SELECTED EXCERPT:
--------------------
Updated Jan. 14 at 6:07 p.m.:

Secretary of State John Scott on Jan. 14 issued a statement directing Travis County to correct the rejected ballots.

"We were surprised to learn for the first time of the apparent wholesale rejection of mail ballot applications by Travis County. Our office's role to each county, including Travis County, is to be available to provide advice and assistance on implementation of Texas election law upon request," Scott said in the release. "Nevertheless, Travis County made the decision to reject these mail ballot applications before contacting our office. We call on Travis County to immediately review and re-examine the mail ballot applications in question to determine whether they were processed in accordance with state law, with the goal of reinstating and minimizing any disruption to eligible voters who have properly submitted their application for ballot by mail. We anxiously await the results of their re-processing of these mail ballot applications."

Travis County issued a followup press release stating the ballot application rejections were not final and that the clerk's office would have more information available at a Jan. 18 press conference.
--------------------
ENTRIES PROVIDED:
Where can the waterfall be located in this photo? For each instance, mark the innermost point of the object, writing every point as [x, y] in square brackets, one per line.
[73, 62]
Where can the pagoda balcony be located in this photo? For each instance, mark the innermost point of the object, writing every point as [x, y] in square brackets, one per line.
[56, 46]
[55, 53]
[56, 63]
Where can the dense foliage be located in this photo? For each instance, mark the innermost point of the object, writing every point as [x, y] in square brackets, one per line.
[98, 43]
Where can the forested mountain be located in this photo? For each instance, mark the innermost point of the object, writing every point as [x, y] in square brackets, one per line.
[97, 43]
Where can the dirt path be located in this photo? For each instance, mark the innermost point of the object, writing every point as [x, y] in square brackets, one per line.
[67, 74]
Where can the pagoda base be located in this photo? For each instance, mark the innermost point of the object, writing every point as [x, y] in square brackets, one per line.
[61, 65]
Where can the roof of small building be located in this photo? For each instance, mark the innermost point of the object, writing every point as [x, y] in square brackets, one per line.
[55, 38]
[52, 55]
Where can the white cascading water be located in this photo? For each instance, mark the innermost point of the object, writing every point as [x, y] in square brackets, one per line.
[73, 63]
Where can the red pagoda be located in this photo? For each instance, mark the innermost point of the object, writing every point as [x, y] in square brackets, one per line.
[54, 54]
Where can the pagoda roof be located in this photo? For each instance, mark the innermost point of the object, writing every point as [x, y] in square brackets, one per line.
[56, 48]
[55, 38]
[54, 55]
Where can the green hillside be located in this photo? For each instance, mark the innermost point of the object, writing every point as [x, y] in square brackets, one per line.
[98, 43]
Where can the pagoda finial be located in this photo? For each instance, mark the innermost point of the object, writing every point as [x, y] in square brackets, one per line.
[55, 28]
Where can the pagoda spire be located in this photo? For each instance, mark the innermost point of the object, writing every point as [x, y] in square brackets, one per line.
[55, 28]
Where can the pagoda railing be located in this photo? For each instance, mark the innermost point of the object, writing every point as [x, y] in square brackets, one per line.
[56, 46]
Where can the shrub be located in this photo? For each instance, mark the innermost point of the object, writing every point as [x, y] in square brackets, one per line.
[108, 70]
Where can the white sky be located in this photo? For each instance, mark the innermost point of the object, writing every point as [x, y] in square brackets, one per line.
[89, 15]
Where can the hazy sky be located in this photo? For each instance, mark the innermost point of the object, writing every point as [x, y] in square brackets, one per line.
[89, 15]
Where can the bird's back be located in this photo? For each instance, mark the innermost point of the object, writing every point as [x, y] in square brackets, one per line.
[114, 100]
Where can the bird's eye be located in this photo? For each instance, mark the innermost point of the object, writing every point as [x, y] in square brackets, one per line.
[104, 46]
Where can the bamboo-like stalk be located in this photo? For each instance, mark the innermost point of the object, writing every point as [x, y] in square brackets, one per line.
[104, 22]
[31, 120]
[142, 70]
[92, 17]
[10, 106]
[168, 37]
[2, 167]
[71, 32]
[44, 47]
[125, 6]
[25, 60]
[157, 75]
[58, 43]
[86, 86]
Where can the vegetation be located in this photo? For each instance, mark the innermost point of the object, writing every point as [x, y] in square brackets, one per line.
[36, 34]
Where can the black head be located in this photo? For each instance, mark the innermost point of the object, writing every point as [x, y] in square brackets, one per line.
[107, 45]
--------------------
TASKS AND EXERCISES:
• 1. According to the update on Travis County's rejected mail ballot applications, when would the clerk's office have more information available?
• 2. Carry on the update about Travis County's rejected mail ballot applications, starting after its last sentence.
The rows come from a separate source unrelated to the text.

ANSWERS BY ITEM NUMBER:
• 1. At a Jan. 18 press conference.

• 2.
On Jan. 14, it was announced that a mail-in ballot tracker launched on the Secretary of States website. The tracker can be used for applications or for the actual ballots themselves.


Original post Jan. 13:

On Jan. 13, the Travis County Clerk’s Office said it had rejected about 50% of mail-in ballot applications submitted for the March 1 primary elections.

The issue is connected to a new law that requires voters to write the last four digits of their Social Security or driver's license number on the ballot application, according to the release. The number provided by voters is then compared to the voter’s registration records, and the application is rejected if the numbers do not match, according to the press release.

The law, Senate Bill 1, was approved by the Texas Legislature in 2021 along with other voting measures, including expanding poll watchers’ access and restricting early-voting hours.


In an interview with Community Impact Newspaper, retiring county clerk Travis County Clerk Dana DeBeauvoir expressed concern that the new law could hamper voters looking to vote by mail because voters may not remember which ID they registered with if they registered a while ago or may have had to get a new license.

She said that mail-in voting has exploded in the county since the start of the pandemic.

“So many people who were over 65 never had taken advantage of the current law that said they could vote by mail. They’d just always gone to the precinct. Well, because of COVID[19], many of them said, ‘I don't want to go inside a polling place when we’ve got Stage 5 COVID with no vaccine,’” DeBeauvoir said.

In the press release, the clerk’s office said it does not yet have instructions on how voters can "cure" their applications—correct them so they can be counted—from the secretary of state’s office.